● **What you should do**
Restate each entry below word for word, without skipping any.

[Referring expression data]
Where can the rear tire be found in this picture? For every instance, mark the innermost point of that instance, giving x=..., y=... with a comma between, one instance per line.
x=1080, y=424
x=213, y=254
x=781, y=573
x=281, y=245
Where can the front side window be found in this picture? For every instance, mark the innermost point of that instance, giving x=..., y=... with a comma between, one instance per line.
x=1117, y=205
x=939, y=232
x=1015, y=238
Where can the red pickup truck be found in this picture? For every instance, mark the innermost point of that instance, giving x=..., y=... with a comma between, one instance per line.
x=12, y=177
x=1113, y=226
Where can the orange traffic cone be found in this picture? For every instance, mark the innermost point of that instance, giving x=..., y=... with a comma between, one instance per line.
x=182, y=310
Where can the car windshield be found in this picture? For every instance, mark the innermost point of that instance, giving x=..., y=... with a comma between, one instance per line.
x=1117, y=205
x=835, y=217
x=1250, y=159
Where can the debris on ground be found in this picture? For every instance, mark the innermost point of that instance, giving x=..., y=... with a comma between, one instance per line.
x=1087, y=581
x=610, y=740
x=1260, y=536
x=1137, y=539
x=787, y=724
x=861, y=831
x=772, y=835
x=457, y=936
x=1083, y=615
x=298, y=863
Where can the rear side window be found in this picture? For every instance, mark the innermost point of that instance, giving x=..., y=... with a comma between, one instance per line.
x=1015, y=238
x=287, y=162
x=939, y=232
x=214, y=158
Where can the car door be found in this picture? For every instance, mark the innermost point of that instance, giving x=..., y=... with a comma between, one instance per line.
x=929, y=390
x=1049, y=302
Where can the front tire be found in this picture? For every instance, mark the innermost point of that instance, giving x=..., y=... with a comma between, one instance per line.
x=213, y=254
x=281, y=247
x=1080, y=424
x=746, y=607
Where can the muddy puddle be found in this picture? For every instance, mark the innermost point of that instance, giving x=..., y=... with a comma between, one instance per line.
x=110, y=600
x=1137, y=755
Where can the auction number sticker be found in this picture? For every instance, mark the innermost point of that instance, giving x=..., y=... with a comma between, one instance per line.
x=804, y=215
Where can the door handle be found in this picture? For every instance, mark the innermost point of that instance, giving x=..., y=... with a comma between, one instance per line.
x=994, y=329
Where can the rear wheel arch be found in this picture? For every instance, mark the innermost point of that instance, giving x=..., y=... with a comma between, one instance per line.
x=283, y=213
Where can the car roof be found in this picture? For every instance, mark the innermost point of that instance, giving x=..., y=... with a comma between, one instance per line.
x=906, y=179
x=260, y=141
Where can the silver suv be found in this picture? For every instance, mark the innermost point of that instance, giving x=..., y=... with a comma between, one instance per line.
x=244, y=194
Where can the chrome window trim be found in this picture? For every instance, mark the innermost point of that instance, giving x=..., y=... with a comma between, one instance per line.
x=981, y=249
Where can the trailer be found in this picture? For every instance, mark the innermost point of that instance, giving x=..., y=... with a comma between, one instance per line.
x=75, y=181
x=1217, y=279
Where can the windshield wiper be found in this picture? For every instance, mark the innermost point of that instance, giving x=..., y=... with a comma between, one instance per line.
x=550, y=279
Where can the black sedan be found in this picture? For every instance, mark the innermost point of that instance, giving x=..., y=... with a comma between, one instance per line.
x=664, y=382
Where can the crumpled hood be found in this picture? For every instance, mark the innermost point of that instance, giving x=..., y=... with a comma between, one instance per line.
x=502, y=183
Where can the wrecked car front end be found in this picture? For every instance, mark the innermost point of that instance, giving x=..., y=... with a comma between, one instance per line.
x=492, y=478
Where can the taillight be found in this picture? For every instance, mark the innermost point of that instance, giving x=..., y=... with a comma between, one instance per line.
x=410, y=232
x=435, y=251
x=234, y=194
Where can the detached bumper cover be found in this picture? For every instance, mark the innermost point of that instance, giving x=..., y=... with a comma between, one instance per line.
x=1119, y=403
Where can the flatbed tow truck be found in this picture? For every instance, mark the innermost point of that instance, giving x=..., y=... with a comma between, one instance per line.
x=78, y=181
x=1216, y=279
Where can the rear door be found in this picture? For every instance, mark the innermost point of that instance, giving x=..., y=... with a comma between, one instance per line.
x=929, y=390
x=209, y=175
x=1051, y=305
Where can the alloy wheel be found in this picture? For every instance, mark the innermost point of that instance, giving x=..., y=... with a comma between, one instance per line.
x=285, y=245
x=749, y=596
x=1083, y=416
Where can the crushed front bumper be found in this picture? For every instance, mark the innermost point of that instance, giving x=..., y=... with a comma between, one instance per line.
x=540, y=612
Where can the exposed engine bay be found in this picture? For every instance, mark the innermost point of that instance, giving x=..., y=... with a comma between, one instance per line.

● **Answer section**
Where can the rear tire be found in this picture? For every instance, mark the innermost point of that instance, giving x=..., y=... with a comma between, one instance per line.
x=1080, y=424
x=213, y=254
x=781, y=573
x=281, y=245
Where can the front side window be found in this picture? For every instance, mark the innermost point of that instance, giving x=..., y=... with a comma between, one instance per line.
x=1117, y=205
x=939, y=232
x=1015, y=238
Where can the red pickup truck be found in this picture? For every instance, mark the innermost point of that instance, giving x=..., y=... with a comma between, one instance per line.
x=12, y=177
x=1113, y=226
Where can the orange traffic cone be found in this picture? For every instance, mark the innermost point of that instance, giving x=..., y=... with a comma between, one instance per line.
x=182, y=310
Where can the car windshield be found in this picture? For every instance, mark the innermost point of that instance, giving x=..., y=... with a comma between, one instance per line.
x=1117, y=205
x=835, y=217
x=1250, y=159
Where can the debris on ground be found in this picture? For every instance, mark the innermost point of that instance, giving x=..., y=... with a comma between, one instance per line.
x=1087, y=581
x=610, y=740
x=1260, y=536
x=1137, y=539
x=787, y=724
x=861, y=831
x=772, y=835
x=457, y=936
x=1083, y=615
x=298, y=863
Where can the rear side window be found in this picture? For every instance, mark the innermost point of that instance, giving x=..., y=... with a comma between, one instance per line.
x=1015, y=238
x=287, y=162
x=939, y=232
x=214, y=158
Where can the car door be found in this picture? For every instance, mark the innermost point of that instance, giving x=..., y=... with a comma between, one instance per line.
x=929, y=390
x=1049, y=302
Where can the front tire be found in this picture? For every instance, mark the innermost point of that instance, giving x=..., y=... with a comma between, one instance per line.
x=213, y=254
x=281, y=247
x=1080, y=424
x=746, y=607
Where can the muddy puddle be found in this picture? For every instance, mark the innermost point of that instance, giving x=..., y=... with a comma between, one instance per line.
x=110, y=600
x=1137, y=755
Where can the auction number sticker be found in this picture? For every instance, mark the innermost point of that instance, giving x=..., y=... with a comma between, one instance per line.
x=804, y=215
Where can the door handle be found in this picture? For every instance, mark the innermost point of that instance, giving x=..., y=... with a comma between, one instance per line.
x=994, y=329
Where can the rear wheel arch be found in this picture? For every instance, mark the innermost point of that instance, giving x=..., y=... with a comma between, one instance per line.
x=283, y=213
Where can the car roof be found in this picture? For every instance, mark the innermost point of that instance, giving x=..., y=... with a comma between, one instance per line.
x=906, y=179
x=260, y=141
Where can the silver suv be found in this picture? For every instance, mark the innermost point of that instance, giving x=..., y=... with a comma between, one instance per line.
x=244, y=194
Where can the chrome window trim be found in this picture? For every instance, mark the innermost point of that instance, giving x=..., y=... with a comma between, one instance per line.
x=981, y=249
Where can the trailer be found in this picture? For every instance, mark the innermost point of that instance, giving x=..., y=... with a comma between, one instance per line.
x=75, y=181
x=1217, y=279
Where can the windshield wiper be found in this picture? For every instance, mark the innermost point of that instance, giving x=..., y=... with a comma between, one instance per line.
x=550, y=279
Where can the black sedan be found in this picture? For every instance, mark the innermost point of that instance, giving x=..., y=... with a comma between, one instance per line.
x=664, y=382
Where can the crumpled hood be found in this picture? For every instance, mark the innermost point of that instance, giving x=..., y=... with a comma between, one instance per line.
x=502, y=183
Where can the wrecked car front end be found in this picture? For every instance, mark the innermost point of that instance, giving x=..., y=... with a comma between, one instance per line.
x=492, y=478
Where can the taillight be found in this picture? For every instance, mark the innermost point of that instance, giving x=..., y=... with a comma between, one instance per line.
x=410, y=232
x=435, y=251
x=234, y=194
Where can the detached bumper cover be found in this picture? For every instance, mark the innermost point of that instance, giving x=..., y=... with a comma between, one instance per line.
x=1119, y=403
Where can the flatbed tow truck be found in this picture? For every instance, mark the innermost point of that instance, giving x=..., y=... with a comma between, one instance per line.
x=78, y=181
x=1216, y=279
Where can the rear door be found in this picture? For every instance, mark the innermost point of that instance, giving x=..., y=... with a comma between, one instance per line.
x=929, y=390
x=209, y=175
x=1051, y=305
Where can the alloy wheel be found in this picture? For every instance, mark the innermost point of that instance, giving x=..., y=... with a comma between, one instance per line.
x=285, y=245
x=749, y=596
x=1083, y=416
Where can the crushed front bumper be found in this picture? For every instance, mark the innermost point of that instance, giving x=..., y=... with a comma between, one instance per line.
x=540, y=612
Where can the exposed engine bay be found in this picture? For every instance, mark the innermost point of that instance, giving x=..., y=... with a comma between, one instance per line.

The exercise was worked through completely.